#### WHAT TO WORK ON:
Lines from the one containing "Target: white van" through the final line of the records below are needed, copied exactly, with no pictures.

#### SUPPLIED RECORDS:
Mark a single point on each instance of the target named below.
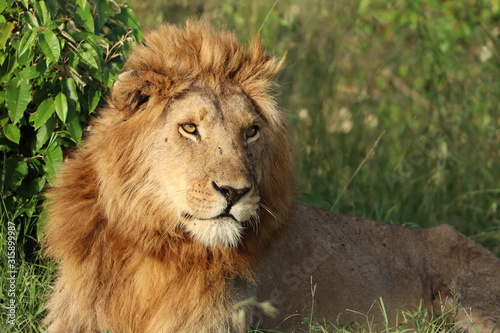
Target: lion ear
(134, 89)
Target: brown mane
(105, 227)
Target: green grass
(394, 107)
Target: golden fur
(126, 261)
(179, 204)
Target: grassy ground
(394, 107)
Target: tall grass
(424, 73)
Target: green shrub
(58, 59)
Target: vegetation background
(394, 106)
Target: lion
(179, 205)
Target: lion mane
(178, 207)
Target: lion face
(214, 142)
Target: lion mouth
(188, 216)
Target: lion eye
(251, 132)
(189, 128)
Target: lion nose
(231, 194)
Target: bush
(58, 59)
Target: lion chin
(179, 206)
(221, 230)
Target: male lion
(179, 205)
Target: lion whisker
(267, 209)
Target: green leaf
(49, 44)
(89, 58)
(94, 96)
(69, 88)
(83, 16)
(15, 171)
(17, 96)
(32, 72)
(103, 12)
(44, 132)
(75, 129)
(12, 132)
(53, 157)
(82, 3)
(42, 13)
(5, 31)
(27, 42)
(43, 113)
(61, 106)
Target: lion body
(173, 209)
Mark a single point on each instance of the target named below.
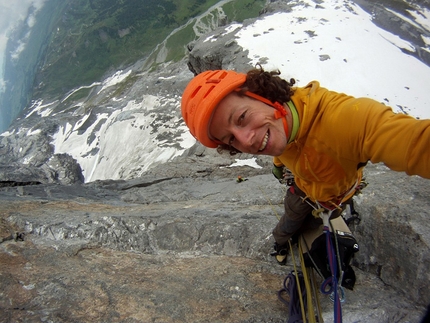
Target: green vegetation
(92, 37)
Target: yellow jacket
(338, 134)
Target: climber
(324, 138)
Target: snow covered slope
(131, 121)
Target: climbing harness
(308, 304)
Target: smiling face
(248, 125)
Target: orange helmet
(200, 98)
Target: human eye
(241, 118)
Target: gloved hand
(280, 254)
(278, 172)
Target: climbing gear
(205, 91)
(240, 179)
(280, 254)
(293, 294)
(200, 98)
(278, 172)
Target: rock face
(187, 243)
(184, 242)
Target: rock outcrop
(187, 243)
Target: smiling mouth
(264, 143)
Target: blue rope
(331, 282)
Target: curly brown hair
(267, 85)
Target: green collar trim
(296, 121)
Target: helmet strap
(280, 111)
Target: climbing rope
(310, 286)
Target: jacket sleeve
(399, 141)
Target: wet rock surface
(196, 248)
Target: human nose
(244, 136)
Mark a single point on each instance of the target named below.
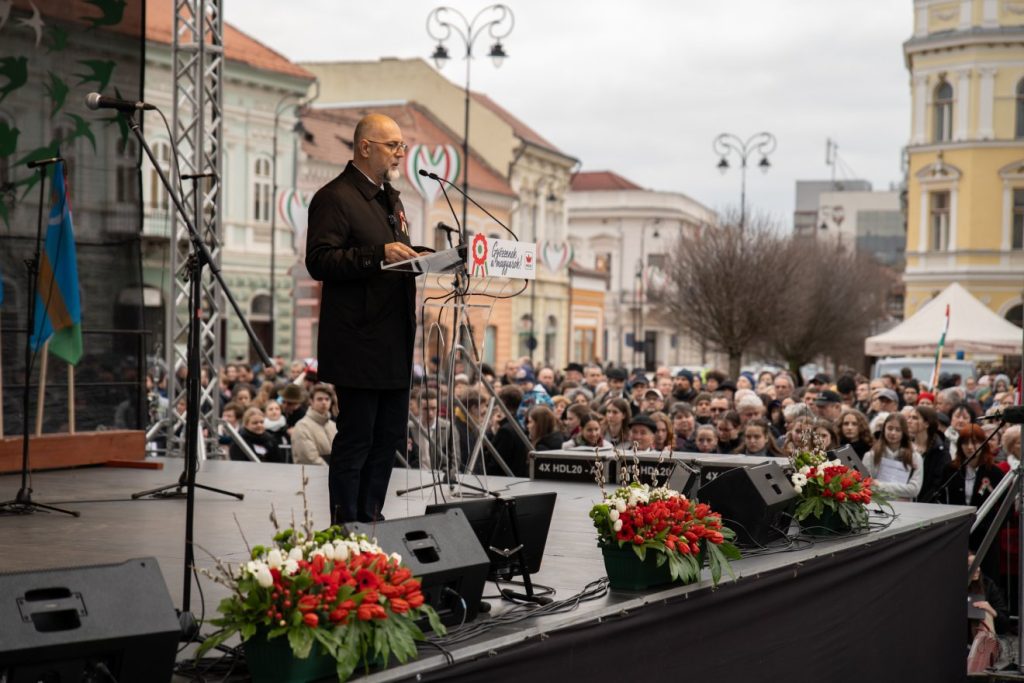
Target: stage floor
(114, 527)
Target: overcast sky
(643, 87)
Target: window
(1020, 109)
(943, 113)
(1017, 231)
(159, 201)
(127, 179)
(261, 190)
(940, 221)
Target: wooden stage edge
(51, 452)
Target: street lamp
(639, 334)
(532, 288)
(499, 26)
(763, 142)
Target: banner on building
(502, 258)
(440, 159)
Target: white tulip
(263, 575)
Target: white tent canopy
(973, 329)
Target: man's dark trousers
(372, 426)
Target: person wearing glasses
(367, 321)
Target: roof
(601, 180)
(238, 46)
(518, 127)
(973, 328)
(332, 128)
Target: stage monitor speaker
(442, 551)
(755, 502)
(849, 457)
(104, 623)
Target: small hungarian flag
(58, 309)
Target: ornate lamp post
(440, 28)
(763, 142)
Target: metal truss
(198, 57)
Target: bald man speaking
(368, 319)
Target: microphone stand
(23, 503)
(200, 256)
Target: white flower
(263, 575)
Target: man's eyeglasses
(393, 145)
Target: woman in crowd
(616, 418)
(855, 432)
(254, 434)
(926, 438)
(729, 438)
(707, 438)
(896, 467)
(664, 437)
(758, 439)
(591, 434)
(574, 415)
(544, 429)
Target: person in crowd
(824, 435)
(643, 431)
(368, 319)
(313, 435)
(293, 403)
(664, 434)
(276, 425)
(617, 414)
(545, 431)
(706, 439)
(758, 439)
(506, 439)
(855, 432)
(254, 434)
(729, 435)
(701, 409)
(574, 416)
(683, 427)
(898, 470)
(591, 434)
(927, 439)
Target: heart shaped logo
(442, 160)
(556, 255)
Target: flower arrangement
(342, 593)
(828, 488)
(664, 521)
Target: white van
(922, 367)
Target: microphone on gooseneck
(443, 181)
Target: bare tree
(727, 287)
(832, 300)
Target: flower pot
(629, 572)
(829, 523)
(272, 662)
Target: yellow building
(966, 153)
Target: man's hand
(396, 251)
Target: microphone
(1013, 415)
(94, 100)
(44, 162)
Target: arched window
(159, 201)
(943, 130)
(262, 204)
(1019, 110)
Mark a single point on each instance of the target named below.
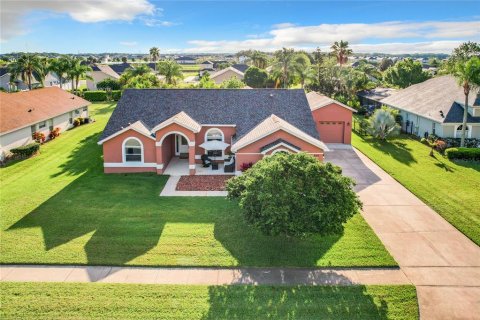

#### TASK SOLUTION:
Target: white van
(922, 367)
Target: microphone on gooseneck
(443, 181)
Target: bare tree
(727, 287)
(832, 300)
Target: flower pot
(629, 572)
(829, 523)
(272, 662)
Target: yellow building
(966, 153)
Target: man's hand
(396, 251)
Target: microphone
(1013, 415)
(94, 100)
(44, 162)
Target: arched window
(159, 201)
(943, 130)
(262, 204)
(1019, 110)
Mark a single point on each instance of the target named below.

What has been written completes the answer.